Can you copy out the lines of the data below word for word, starting at the line that contains "Ground leafy green tree in the picture." and ending at the line that contains "[142,105,308,210]", with both of those lines included and the pictures left out?

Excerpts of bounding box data
────

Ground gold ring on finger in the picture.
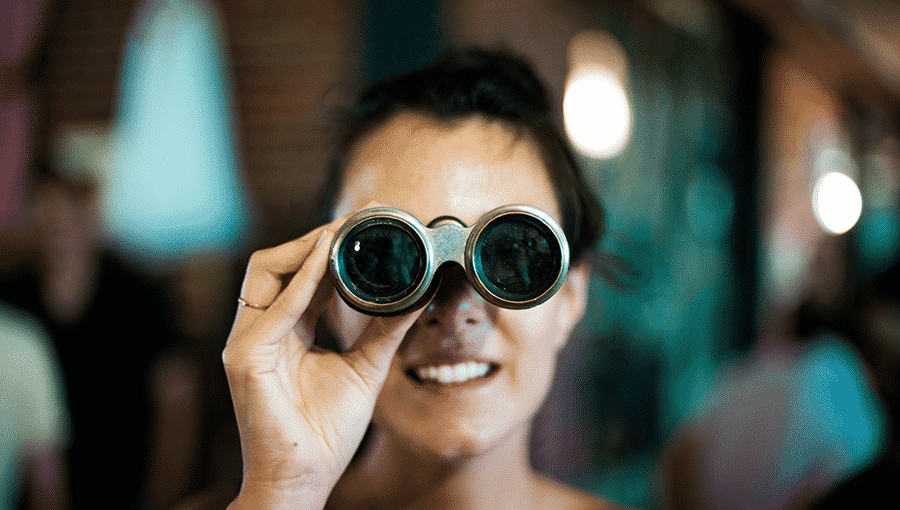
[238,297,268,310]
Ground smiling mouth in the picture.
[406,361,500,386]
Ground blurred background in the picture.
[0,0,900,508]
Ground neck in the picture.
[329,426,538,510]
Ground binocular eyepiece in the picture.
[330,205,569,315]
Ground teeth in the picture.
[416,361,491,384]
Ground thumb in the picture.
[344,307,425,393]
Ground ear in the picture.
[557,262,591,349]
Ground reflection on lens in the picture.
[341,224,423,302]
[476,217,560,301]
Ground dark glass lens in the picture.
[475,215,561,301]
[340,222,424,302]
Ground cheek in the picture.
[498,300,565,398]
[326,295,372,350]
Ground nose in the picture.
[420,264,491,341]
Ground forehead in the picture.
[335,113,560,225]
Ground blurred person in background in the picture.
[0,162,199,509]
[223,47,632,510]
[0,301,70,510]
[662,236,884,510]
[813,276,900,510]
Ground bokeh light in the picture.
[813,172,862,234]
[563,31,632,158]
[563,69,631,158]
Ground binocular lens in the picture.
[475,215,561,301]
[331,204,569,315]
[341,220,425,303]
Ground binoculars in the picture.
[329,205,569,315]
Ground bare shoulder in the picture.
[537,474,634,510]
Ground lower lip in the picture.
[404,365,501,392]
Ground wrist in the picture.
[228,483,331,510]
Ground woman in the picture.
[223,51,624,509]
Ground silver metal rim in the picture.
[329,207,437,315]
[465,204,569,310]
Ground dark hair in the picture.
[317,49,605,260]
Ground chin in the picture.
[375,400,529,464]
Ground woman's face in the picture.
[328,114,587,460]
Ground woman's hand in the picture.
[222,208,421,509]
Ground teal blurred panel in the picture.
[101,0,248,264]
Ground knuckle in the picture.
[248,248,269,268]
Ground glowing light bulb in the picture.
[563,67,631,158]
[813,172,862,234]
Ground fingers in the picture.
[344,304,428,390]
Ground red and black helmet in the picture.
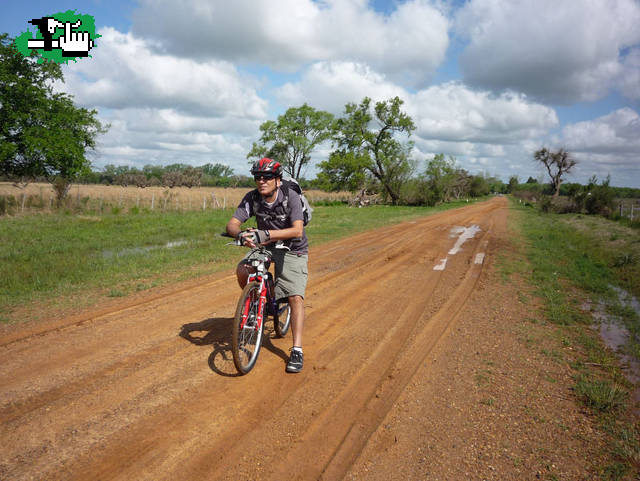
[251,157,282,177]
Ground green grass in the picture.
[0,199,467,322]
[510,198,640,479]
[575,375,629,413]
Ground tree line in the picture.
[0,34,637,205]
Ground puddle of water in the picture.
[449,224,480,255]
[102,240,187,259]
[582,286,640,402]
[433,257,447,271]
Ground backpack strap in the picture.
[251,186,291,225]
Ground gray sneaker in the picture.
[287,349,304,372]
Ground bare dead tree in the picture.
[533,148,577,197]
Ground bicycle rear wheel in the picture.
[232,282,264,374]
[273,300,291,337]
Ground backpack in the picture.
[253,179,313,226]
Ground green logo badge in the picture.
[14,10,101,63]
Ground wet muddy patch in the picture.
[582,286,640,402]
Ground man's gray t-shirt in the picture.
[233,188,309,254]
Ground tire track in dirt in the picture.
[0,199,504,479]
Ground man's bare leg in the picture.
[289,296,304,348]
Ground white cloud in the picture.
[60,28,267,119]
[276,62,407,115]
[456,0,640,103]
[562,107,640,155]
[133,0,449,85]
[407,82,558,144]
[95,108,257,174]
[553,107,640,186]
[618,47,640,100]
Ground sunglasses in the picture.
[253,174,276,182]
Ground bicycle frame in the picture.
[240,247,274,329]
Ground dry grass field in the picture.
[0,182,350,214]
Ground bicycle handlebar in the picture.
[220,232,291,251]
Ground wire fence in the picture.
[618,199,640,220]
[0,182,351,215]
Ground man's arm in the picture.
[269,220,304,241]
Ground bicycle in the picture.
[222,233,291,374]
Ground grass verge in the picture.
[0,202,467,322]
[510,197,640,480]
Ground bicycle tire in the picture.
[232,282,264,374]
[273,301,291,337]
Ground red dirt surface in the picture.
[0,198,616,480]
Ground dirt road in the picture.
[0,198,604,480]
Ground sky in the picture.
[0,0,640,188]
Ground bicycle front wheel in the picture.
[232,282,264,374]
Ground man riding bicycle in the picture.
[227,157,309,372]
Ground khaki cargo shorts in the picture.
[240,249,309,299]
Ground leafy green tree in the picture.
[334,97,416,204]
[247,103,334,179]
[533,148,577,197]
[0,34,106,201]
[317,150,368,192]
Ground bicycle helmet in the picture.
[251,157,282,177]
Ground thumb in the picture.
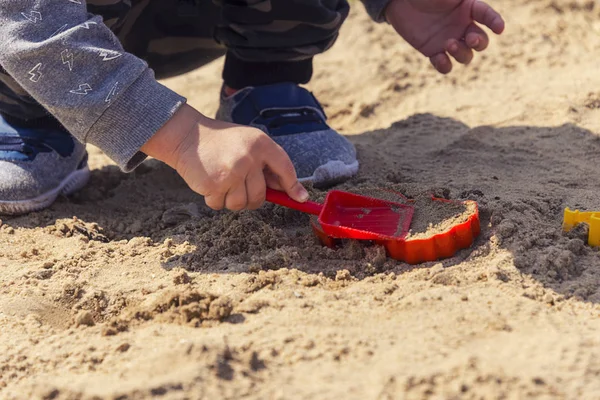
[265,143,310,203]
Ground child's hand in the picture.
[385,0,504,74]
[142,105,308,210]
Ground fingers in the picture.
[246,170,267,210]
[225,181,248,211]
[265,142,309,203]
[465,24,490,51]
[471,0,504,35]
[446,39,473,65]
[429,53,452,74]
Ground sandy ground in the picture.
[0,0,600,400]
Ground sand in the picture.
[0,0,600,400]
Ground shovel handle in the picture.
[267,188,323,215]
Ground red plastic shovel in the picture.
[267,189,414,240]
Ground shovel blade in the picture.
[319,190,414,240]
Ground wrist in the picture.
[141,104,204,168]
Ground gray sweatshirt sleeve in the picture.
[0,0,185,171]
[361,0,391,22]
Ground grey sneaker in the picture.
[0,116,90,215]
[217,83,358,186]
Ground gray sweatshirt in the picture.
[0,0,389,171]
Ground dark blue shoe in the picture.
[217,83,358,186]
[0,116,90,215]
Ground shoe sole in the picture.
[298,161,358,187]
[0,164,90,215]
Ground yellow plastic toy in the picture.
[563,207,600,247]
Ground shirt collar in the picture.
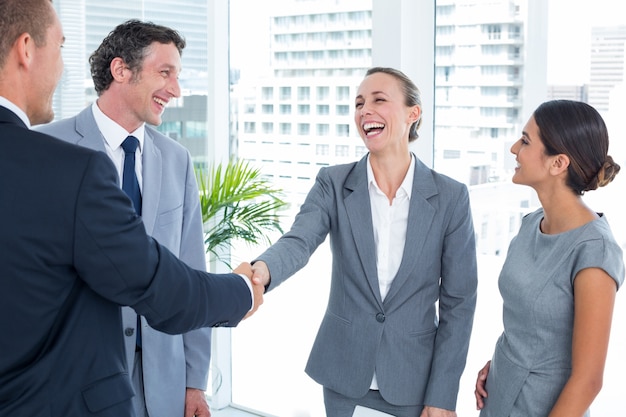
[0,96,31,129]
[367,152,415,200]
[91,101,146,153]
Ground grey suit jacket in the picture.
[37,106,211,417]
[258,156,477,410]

────

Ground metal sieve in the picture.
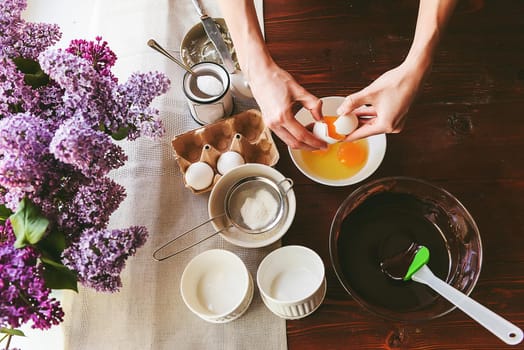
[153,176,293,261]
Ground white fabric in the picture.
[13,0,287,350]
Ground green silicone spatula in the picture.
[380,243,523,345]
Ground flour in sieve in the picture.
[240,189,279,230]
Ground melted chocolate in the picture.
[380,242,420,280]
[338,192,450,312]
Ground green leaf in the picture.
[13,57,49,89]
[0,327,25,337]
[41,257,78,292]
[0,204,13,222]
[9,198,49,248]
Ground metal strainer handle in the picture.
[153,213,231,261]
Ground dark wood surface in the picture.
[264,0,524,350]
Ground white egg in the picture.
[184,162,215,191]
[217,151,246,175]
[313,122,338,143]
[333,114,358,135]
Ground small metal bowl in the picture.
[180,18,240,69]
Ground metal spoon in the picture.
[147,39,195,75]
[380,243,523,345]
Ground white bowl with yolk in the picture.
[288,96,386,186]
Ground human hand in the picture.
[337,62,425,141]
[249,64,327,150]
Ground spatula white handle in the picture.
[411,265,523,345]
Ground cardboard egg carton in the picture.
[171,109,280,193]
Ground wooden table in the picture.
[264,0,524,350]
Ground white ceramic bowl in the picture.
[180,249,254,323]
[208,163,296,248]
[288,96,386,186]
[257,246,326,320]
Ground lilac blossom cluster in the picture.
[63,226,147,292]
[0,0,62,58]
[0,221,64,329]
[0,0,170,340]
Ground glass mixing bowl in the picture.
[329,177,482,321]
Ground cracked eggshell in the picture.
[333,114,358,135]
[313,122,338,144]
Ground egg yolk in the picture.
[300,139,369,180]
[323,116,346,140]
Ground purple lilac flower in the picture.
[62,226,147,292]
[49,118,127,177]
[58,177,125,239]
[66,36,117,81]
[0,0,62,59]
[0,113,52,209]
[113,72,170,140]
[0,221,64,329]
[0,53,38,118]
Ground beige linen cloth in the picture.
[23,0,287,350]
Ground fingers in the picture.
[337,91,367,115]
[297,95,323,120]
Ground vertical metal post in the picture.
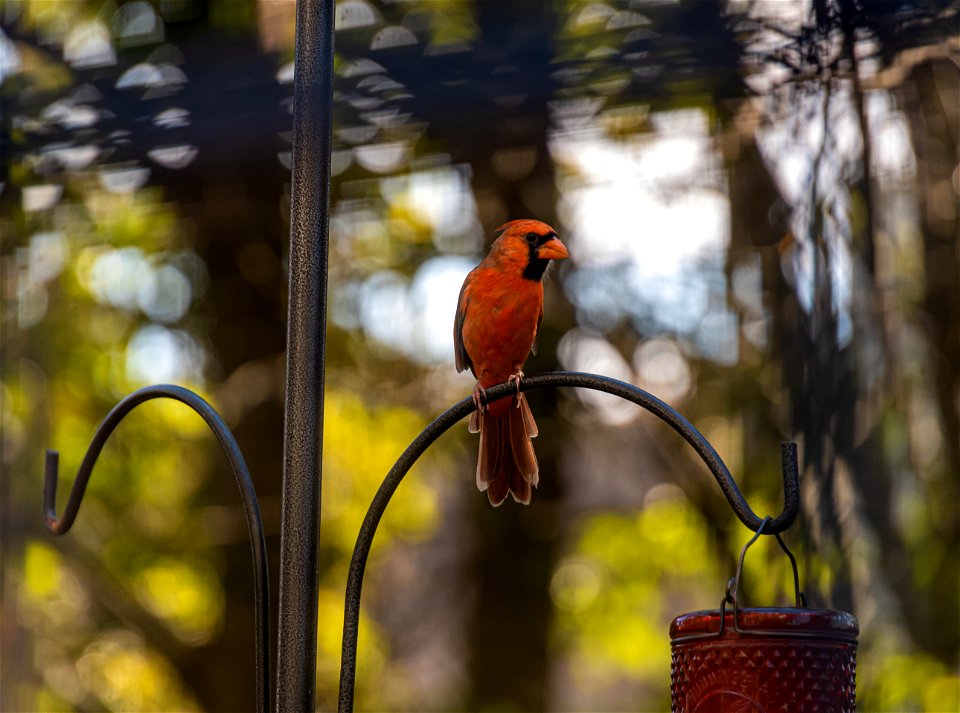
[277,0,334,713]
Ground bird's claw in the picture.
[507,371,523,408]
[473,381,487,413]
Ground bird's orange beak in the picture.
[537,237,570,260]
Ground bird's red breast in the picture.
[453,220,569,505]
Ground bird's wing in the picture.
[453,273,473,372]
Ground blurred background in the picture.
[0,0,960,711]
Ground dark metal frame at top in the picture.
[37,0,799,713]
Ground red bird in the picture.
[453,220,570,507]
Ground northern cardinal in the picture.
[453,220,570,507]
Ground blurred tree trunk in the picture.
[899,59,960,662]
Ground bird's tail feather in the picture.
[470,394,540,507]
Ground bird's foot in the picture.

────

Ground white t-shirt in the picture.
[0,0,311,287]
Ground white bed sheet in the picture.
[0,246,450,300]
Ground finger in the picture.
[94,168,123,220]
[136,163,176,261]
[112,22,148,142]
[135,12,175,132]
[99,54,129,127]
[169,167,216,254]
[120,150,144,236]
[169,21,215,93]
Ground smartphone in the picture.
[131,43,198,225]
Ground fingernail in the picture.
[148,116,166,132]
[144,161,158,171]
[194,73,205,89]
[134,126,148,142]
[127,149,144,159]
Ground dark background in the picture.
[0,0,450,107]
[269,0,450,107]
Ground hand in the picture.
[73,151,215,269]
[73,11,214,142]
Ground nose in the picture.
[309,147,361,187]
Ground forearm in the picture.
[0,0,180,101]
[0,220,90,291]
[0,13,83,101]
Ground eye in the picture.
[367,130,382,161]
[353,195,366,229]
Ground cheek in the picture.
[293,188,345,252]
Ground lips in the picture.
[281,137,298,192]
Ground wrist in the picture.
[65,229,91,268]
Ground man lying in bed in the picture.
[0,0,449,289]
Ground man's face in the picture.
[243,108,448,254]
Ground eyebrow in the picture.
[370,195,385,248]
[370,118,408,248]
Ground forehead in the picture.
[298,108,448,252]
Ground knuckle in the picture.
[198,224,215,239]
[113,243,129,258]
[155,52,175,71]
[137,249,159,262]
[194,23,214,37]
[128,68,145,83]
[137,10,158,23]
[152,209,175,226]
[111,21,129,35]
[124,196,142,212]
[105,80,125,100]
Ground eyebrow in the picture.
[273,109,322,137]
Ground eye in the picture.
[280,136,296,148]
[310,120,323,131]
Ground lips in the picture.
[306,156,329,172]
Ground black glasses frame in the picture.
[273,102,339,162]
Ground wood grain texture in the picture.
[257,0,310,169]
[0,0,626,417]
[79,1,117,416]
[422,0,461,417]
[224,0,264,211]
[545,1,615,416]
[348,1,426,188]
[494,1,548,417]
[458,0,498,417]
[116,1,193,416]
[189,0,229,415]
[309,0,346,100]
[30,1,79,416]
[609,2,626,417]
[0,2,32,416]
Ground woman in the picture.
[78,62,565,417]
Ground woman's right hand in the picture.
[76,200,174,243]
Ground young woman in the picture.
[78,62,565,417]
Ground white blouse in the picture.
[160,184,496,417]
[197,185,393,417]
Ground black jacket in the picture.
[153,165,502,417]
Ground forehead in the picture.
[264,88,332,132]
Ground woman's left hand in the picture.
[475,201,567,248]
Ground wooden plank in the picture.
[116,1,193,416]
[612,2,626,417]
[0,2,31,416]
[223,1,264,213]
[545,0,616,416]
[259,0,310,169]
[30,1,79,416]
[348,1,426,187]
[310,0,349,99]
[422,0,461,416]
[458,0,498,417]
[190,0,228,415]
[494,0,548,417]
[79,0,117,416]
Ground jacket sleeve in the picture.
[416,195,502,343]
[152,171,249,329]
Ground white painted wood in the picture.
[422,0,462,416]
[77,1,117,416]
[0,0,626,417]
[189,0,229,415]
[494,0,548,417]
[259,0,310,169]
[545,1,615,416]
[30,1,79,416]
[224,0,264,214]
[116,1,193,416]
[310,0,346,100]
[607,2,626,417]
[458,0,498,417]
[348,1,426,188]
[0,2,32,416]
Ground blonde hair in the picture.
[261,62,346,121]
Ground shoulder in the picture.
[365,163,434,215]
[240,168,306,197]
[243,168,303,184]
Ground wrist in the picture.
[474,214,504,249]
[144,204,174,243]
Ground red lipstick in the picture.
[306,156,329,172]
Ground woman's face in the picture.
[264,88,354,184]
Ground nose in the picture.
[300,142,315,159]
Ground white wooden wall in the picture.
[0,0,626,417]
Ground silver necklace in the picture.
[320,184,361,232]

────

*Worked answer*:
Ground leafy green tree in the picture.
[334,97,416,204]
[247,103,334,179]
[533,148,577,197]
[0,34,106,201]
[317,150,368,192]
Ground bicycle helmet in the picture.
[251,157,282,177]
Ground thumb in the picture.
[265,143,310,203]
Ground child's hand in the picture.
[385,0,504,74]
[142,105,308,210]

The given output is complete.